Data supplied =
###

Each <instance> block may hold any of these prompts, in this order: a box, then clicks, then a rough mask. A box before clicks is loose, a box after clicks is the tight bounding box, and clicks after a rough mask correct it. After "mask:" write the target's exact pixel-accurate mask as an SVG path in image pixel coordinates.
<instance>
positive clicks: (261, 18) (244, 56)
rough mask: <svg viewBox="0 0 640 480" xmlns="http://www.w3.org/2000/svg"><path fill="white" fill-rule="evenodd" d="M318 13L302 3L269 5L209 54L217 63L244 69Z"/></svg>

###

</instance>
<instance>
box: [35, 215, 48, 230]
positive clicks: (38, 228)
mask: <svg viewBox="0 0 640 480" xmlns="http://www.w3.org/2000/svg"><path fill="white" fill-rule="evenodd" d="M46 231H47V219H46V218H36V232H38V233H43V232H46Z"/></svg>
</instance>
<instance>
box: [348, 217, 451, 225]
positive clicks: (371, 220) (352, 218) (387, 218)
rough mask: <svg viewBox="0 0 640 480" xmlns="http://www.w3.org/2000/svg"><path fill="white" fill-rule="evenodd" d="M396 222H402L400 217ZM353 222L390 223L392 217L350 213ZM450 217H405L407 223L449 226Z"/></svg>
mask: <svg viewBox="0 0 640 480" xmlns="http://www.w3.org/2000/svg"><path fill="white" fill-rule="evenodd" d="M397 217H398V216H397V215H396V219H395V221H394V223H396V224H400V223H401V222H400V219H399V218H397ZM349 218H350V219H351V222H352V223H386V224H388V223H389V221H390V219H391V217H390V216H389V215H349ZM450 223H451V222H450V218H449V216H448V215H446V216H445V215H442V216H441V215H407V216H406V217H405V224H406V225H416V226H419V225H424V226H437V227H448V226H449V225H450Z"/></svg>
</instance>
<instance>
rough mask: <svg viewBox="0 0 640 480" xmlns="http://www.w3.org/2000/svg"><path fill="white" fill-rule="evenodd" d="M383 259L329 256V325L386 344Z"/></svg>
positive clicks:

###

Exercise requirements = What are the lines, exactly as written above, from the line with "Each <instance> block" to the line with "positive clicks: (261, 18) (244, 56)", both included? Output only those.

Result of this exercise =
Each <instance> block may hold any of these prompts, in this order: a box, then clicks, then a rough mask. A box before clicks is loose, a box after clicks is the tight bounding box, and clicks after a rough mask correct it. After "mask:" write the target's exact pixel-accurate mask as an SVG path in image pixel coordinates.
<instance>
positive clicks: (261, 18) (244, 56)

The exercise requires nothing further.